* [SUPPLIED ENTRIES]:
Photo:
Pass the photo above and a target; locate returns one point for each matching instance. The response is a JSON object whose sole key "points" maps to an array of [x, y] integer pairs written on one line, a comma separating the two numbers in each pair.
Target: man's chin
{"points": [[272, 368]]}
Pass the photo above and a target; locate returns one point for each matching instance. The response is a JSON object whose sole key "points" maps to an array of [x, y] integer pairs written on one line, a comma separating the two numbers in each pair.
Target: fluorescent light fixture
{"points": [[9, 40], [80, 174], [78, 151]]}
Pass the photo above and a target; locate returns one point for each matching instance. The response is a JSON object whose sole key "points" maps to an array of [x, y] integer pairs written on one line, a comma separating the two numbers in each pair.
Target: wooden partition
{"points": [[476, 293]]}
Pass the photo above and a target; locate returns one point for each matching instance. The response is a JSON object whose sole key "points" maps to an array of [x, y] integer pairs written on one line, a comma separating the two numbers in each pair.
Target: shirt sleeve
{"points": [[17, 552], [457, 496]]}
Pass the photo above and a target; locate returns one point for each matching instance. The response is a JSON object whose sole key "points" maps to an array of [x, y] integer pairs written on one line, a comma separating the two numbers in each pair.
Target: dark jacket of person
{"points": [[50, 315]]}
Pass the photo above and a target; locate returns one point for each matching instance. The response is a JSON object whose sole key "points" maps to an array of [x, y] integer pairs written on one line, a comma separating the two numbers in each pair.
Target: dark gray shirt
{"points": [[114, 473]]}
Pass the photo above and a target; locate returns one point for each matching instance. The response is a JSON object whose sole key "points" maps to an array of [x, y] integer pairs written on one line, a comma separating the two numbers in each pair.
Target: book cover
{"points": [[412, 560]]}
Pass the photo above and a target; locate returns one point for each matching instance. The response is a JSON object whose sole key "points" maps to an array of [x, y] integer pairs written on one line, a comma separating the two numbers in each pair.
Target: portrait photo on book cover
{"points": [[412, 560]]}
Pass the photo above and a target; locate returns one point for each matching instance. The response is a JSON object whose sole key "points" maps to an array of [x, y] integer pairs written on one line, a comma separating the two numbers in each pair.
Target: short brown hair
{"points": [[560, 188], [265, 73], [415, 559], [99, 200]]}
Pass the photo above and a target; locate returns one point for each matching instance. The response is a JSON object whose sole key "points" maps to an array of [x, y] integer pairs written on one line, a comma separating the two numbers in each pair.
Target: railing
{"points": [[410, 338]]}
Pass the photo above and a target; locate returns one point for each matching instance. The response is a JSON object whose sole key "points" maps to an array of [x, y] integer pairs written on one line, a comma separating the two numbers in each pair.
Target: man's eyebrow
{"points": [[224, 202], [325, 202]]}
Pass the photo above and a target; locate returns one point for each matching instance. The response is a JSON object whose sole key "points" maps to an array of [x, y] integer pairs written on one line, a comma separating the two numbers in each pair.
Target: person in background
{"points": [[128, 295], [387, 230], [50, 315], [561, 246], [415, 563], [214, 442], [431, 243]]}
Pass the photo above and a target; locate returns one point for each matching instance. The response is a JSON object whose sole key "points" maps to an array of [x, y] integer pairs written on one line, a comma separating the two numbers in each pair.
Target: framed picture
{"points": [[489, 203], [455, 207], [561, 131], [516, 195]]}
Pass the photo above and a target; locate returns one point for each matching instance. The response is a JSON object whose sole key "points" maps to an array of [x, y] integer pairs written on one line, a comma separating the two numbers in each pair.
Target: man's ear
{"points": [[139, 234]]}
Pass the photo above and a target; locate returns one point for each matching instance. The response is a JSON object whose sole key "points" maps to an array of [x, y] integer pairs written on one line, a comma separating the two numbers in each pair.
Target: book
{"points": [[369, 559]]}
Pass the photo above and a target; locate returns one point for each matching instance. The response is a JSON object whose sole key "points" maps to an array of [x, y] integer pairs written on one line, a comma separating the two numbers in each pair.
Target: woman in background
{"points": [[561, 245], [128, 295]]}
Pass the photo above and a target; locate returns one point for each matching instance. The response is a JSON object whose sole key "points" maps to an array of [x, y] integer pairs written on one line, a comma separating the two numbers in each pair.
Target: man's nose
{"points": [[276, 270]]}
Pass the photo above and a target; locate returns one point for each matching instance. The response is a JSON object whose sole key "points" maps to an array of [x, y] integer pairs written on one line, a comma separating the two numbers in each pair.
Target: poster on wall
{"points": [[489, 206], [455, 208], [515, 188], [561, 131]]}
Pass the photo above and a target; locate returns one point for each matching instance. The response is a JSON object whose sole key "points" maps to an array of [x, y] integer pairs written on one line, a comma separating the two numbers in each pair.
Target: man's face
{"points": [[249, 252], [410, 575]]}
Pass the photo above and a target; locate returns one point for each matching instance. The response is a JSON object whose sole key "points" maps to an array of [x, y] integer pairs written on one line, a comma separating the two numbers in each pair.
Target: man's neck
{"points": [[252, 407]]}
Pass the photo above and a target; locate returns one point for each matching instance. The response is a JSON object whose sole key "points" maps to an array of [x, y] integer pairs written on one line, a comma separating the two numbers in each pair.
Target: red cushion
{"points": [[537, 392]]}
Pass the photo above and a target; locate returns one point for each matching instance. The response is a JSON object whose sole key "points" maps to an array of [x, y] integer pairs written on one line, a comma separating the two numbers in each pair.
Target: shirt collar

* [WHAT YOU NEED TO DO]:
Retype the material above in full, keeping every word as it stands.

* [TASK OUTPUT]:
Photo:
Pass the photo above and a target; locate returns one point for each matching instance. The response is a JSON object whose sole key "points" maps to an array of [x, y] integer pairs written on one line, a comma separating the two numbers in each pair.
Target: man's chin
{"points": [[272, 368]]}
Pass the photo above and a target; locate returns one point for each matching instance. The response is a JSON object whose sole key "points" maps to an array of [x, y] integer pairs written on one line, a comma separating the two numbers in each pair.
Target: fluorescent light fixture
{"points": [[9, 40], [80, 174], [78, 151]]}
Pass the photo above and a target; locate returns one point for each matching instance. The response is a JSON object whose sole key "points" maps to an array of [x, y] integer pairs written on one line, a comma separating the two numbers in each pair.
Target: wooden partition
{"points": [[476, 293]]}
Pass the photo above and a target; locate returns one point for each matching instance. The response is a JSON object whose sole key "points" maps to an array of [x, y] integer pairs written on one line, a comma separating the two numbers in each pair.
Target: shirt sleeve
{"points": [[17, 552], [457, 496]]}
Pass the photo above and a target; locate returns one point for each matching instance. The response is a JSON object whose sole key "points" maps to an array of [x, y] integer pairs written on one line, a comma separating the two numbers in each pair.
Target: dark jacket of person
{"points": [[50, 315]]}
Pass the photo above and a target; locate returns one point for each matching instance. The response is a JSON object whose sole key "points" maps to an array of [x, y] integer pairs written on one line, a comma separating the two numbers in each pair.
Target: dark gray shirt
{"points": [[114, 473]]}
Pass the photo above and a target; locate returns one point for each matching instance. The response is a JSON object whose sole key "points" maps to an array of [x, y] integer pairs written on one line, a comma separating the two numbers in each pair.
Target: book cover
{"points": [[412, 560]]}
Pass the photo above and a target; locate returns one point for each matching instance. The response is a JSON object whose sole key "points" maps to an array of [x, y] integer pairs written on one line, a comma separating the two numbers in each pair.
Target: portrait photo on book cover
{"points": [[412, 560]]}
Pass the photo above and a target; locate returns one point for each matching instance. The response is a JSON object whose sole key "points" maps to an array of [x, y] integer pairs written on one line, a comma separating the two numbers in each pair.
Target: short brown hair
{"points": [[560, 188], [265, 73], [415, 559], [99, 200]]}
Pass the photo above and a target; locate returns one point for each matching instance. The response is a JSON object whose sole key "points" maps to an array of [x, y] integer pairs written on one line, a comma separating the two numbers in each pair.
Target: railing
{"points": [[410, 338]]}
Pass the photo above and a target; locate returns one point for each matching instance. The response is a JSON object whose sole key "points" maps to an array of [x, y] integer pairs written on one line, a comma separating the two numbers in each pair.
Target: man's eyebrow
{"points": [[224, 202], [325, 202]]}
Pass the photo above and a target; locate returns one point for each matching instance. The response is a JSON object whose sole key "points" maps to an array of [x, y] integer pairs written on one line, a comma separating the two numbers in each pair.
Target: person in background
{"points": [[128, 295], [387, 230], [50, 315], [561, 246], [415, 563], [214, 442], [431, 243]]}
Pass the photo above and a target; locate returns one point for each matching instance. The response is a JSON object whose sole key "points" maps to an array of [x, y] integer pairs written on one line, a comma separating the two numbers in each pair.
Target: framed picture
{"points": [[489, 203], [455, 207], [561, 131], [516, 195]]}
Pass the photo above and a target; locate returns one point for each matching instance. The response is a JSON object whose sole key "points" maps to an array of [x, y] integer pairs written on one line, a comma separating the two numbers in each pair.
Target: man's ear
{"points": [[139, 234]]}
Pass the photo above and a target; locate returns one point for each matching instance. The response is a JSON object whose sole key "points" maps to an array of [x, y] integer pairs written on one line, a comma separating the two numbers in each pair.
Target: book
{"points": [[369, 559]]}
Pass the photo above and a target; locate returns one point for each matching instance. The response is a JSON object whose sole key "points" maps to an array of [x, y] integer pairs written on one line, a comma separating the two numbers in each pair.
Target: woman in background
{"points": [[561, 245], [128, 295]]}
Pass the photo above and a target; locate returns one point for each matching instance. The response is a JSON object whose sole key "points" maps to an array of [x, y] integer pairs written on one line, a comma separating the two numbers in each pair.
Target: man's nose
{"points": [[276, 270]]}
Pass the photo above and a target; locate returns one point for each matching instance. The response is a JSON object whose sole key "points" maps to an array of [x, y] integer pairs written on one line, a comma separating the two numbers in each pair.
Target: poster on wall
{"points": [[489, 206], [455, 208], [515, 188], [561, 131]]}
Pass the photo above and a target; locate returns one point for each matching instance. The response is a JSON object whose sole key "points" maps to an array of [x, y] integer pairs written on one line, a comma separating the two numbers in each pair.
Target: man's face
{"points": [[249, 252], [410, 575]]}
Pass the photo above and a target; locate returns one point for each matching instance. The response is a JSON object whose sole key "points" maps to an array of [x, y] integer pairs written on one line, a comma separating the two numbers in each pair.
Target: man's neck
{"points": [[252, 407]]}
Pass the photo above and a target; locate returns one point for each matching instance. The response is a JSON object whose sole key "points" maps to an array of [x, y] integer pairs written on one line, a comma separating the two numbers in each pair.
Target: red cushion
{"points": [[537, 392]]}
Pass the photo above and a target; locate returns one point for each matching instance. The response is a JSON object whose sole key "points" maps to an array of [x, y] integer pairs written on one line, a comma separating the two numbers in each pair.
Target: shirt collar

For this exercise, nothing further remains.